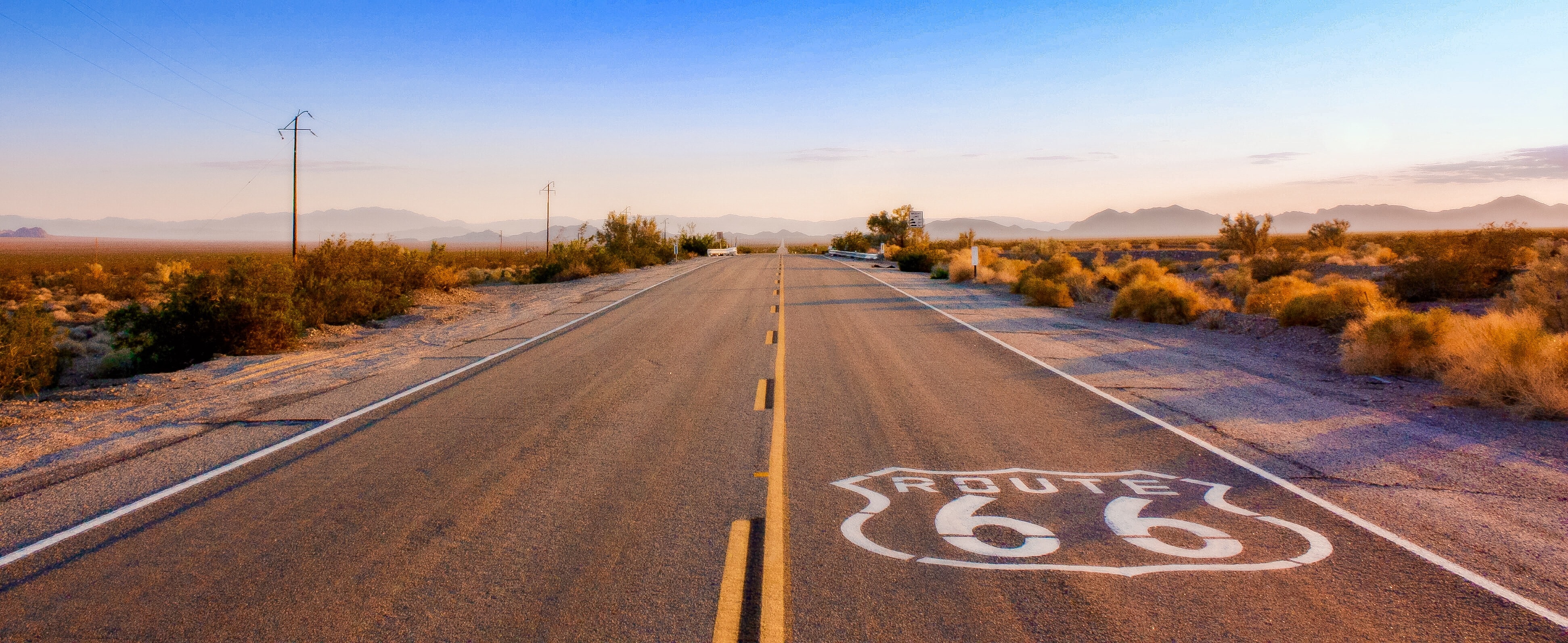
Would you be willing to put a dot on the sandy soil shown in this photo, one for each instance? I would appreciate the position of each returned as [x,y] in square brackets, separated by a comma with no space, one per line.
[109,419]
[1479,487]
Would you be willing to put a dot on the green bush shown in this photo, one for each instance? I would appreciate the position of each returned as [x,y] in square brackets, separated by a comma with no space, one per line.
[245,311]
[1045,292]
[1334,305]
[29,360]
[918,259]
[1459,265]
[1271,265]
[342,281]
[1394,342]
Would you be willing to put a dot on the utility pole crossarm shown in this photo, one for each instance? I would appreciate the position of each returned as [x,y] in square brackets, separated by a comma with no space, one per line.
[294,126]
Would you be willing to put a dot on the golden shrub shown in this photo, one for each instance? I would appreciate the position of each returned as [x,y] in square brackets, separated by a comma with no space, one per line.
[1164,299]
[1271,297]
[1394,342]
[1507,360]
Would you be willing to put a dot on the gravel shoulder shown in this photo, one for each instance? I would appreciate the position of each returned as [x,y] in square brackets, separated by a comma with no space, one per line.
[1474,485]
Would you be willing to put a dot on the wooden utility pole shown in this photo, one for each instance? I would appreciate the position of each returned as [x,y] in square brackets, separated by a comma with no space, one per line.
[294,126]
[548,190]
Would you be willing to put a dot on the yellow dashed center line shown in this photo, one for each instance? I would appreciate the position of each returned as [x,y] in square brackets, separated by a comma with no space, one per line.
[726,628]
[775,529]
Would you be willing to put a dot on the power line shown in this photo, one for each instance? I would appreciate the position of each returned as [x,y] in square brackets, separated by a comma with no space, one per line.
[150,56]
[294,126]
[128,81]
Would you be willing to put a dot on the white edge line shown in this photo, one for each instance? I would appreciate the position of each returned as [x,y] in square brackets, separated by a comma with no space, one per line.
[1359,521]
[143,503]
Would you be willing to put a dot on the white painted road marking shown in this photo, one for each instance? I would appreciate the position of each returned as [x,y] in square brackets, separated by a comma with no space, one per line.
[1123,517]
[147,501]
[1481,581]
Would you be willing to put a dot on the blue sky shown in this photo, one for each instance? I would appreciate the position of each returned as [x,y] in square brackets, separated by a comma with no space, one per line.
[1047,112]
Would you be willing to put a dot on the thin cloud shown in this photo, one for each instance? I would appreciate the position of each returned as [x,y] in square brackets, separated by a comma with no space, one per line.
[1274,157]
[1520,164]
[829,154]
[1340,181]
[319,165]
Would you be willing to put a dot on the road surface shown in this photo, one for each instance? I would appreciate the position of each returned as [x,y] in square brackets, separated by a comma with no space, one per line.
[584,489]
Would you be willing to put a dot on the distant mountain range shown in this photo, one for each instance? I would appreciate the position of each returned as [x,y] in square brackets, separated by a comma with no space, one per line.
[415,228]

* * *

#### [Problem to work on]
Reproduce every row above word for word, but leave the pictures out.

#### [Task solution]
Would you be willing to put a dot on the sandy soil shown in this photo, one for each instance? I would appreciate the position of each returned as [x,y] in square brackets, separated by a comma with no space, one per line.
[109,419]
[1479,487]
Would you be willing to put a dot on the green bush shown in this photo, one for each instance? I would appreciate the position of each returned as [x,y] in square brackets, separated by a comma with no space, one per line.
[245,311]
[1045,292]
[1334,305]
[29,360]
[918,259]
[1459,265]
[1271,265]
[342,281]
[1394,342]
Would you be willing to put a dot on the utility pole crossarm shown in this photo, one for each instance? I would appreciate the position of each returned as [x,y] in square brackets, separated by a comma with no space, one per line.
[294,126]
Would you be willing to put a dot on the golden shrub shown in this photo, one for each instance? I would appreciate the position of each returned as [x,y] in square brackets, separated by a comma with no space, one per line.
[1164,299]
[1271,297]
[1394,342]
[1507,360]
Would you be willing to put a dot on the gravel shoulder shown in this photo, one for each instance? I would appreciate the position of each returned as [x,y] in square brackets, separated by a comma with no space, one per line.
[1474,485]
Would you be willing to put a dot on the wooden utility pole shown in this photo, one for each instance? I would appreciate the position of each returned as [x,y] in square brackets, separated by a comma with no space, one per line.
[294,126]
[548,190]
Would you be willing to put a dot on the yellow dashed center line shown in this photo, one for each instance? I would appreciate the position of each returned as [x,y] in square brackets, separated by a comma with no space, one per line.
[726,628]
[775,529]
Would you be willing to put a dot on the power line shown in this photo, one for each instance? I would appreciate the position of each returned as [x,y] in square brackets, separated by a comma with no space, one per line.
[150,56]
[294,126]
[128,81]
Would you be willing to put a dot on the white edge line shown in this photo, one for each instance? I would appreciate the position of each returned as [x,y] in square brackets, separated by a comma with no space, one per line.
[1359,521]
[143,503]
Would you be willing to put a dot on the white painted road marking shown in this photo, one for each instance? I would appreciate the position of each returned as [x,y] in square brackets, separated by a comma with no space, one per line.
[1123,517]
[147,501]
[1481,581]
Would you be willing to put a dot on the blue sky shown in this photo, one for each instance? I would appreciate the position of each returned as [x,y] in square brackets, separated by a comma with no space, one per line.
[1047,112]
Would you be willing to put a dot on the thin cloud shown in this photo, one for each instance? I would appreciate the position of each returned as [x,y] in square brackets, separated by a comma with no space, one per line.
[1274,157]
[1520,164]
[829,154]
[1340,181]
[319,165]
Would you be willing to put a dot on the road surface shown in this photo, one for each instance? I would appreciate the position of each returned as [x,y] in square brackets, separated by a comma with no space, one per line.
[584,489]
Would you be willing to put a dot on the distant mountain range shown in this photo, one for each instance? I would appreciate the position of each returned as [x,y] in square brackets, separated by a comma with no space, one per line.
[415,228]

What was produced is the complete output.